» **The input**:
★ ★ ★

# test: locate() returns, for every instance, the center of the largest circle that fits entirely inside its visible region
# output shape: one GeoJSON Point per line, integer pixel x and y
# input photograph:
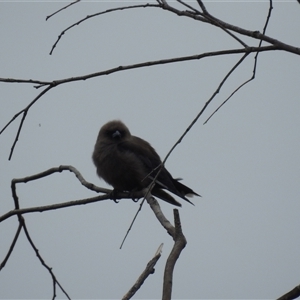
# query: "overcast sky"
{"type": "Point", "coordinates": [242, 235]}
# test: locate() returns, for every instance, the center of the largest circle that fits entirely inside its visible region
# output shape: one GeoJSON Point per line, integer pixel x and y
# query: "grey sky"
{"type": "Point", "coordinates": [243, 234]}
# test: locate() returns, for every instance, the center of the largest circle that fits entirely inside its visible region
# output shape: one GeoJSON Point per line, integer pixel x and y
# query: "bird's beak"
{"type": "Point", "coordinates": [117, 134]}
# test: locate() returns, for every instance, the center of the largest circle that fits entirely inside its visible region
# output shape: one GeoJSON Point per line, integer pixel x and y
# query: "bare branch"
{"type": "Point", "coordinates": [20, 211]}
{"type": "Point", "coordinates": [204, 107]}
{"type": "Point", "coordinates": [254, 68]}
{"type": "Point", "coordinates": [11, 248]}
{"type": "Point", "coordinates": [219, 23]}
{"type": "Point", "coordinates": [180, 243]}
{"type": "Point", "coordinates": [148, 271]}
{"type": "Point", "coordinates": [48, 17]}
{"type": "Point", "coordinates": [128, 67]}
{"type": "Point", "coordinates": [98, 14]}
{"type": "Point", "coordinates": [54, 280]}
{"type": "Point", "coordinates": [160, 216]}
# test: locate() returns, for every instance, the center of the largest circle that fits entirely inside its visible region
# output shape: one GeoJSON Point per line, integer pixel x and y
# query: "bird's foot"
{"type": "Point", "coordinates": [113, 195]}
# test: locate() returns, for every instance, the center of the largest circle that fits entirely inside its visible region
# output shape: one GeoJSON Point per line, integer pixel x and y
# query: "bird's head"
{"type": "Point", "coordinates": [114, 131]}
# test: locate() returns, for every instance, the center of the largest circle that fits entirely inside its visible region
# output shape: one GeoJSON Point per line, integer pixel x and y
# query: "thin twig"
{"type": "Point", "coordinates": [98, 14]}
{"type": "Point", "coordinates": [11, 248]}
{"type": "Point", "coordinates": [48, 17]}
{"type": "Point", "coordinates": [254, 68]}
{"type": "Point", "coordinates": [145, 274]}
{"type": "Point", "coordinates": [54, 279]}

★ ★ ★

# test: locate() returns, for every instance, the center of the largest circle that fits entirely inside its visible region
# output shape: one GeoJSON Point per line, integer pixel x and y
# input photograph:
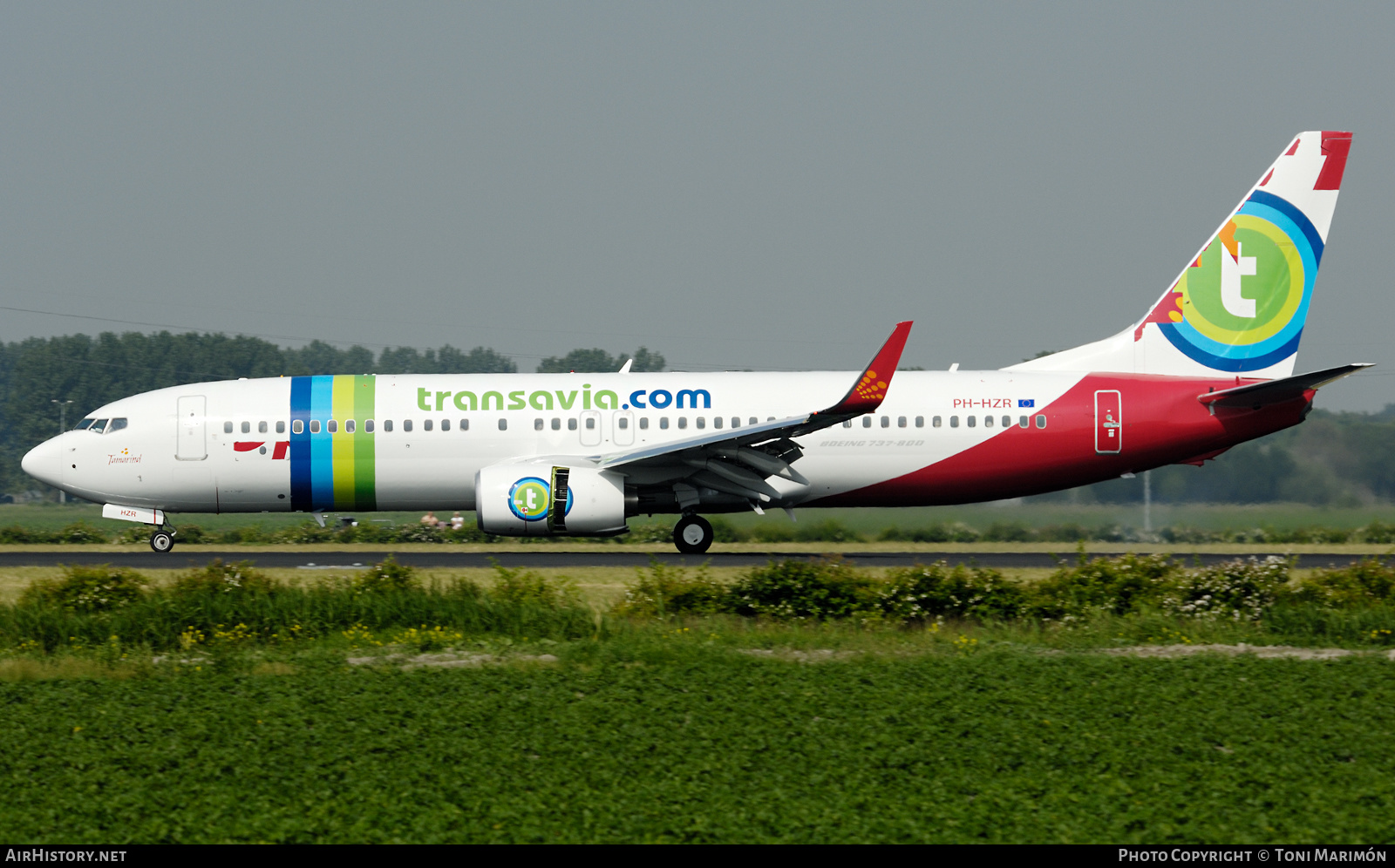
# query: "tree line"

★ ★ ★

» **Written task**:
Please collect every line of the rows that contains the string "bird" and copy each one out.

» **Solution to this task**:
# query: "bird's beak"
# query: "bird's foot"
# query: "bird's head"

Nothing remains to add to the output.